- [Task brief] Set down each entry exactly; omit images.

- [Data for processing]

↓↓↓

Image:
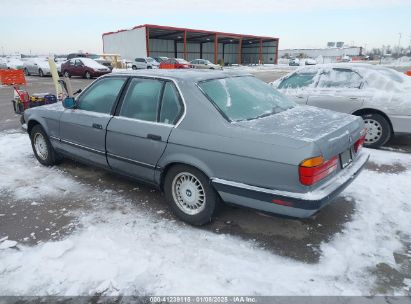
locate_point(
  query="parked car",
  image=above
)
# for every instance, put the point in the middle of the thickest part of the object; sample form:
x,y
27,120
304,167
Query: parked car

↑↑↑

- [Answer box]
Image:
locate_point(
  query="parked car",
  image=above
)
# for every instance, put the point in the middle of the thickest part of the object; sample form:
x,y
27,120
304,167
Query: parked car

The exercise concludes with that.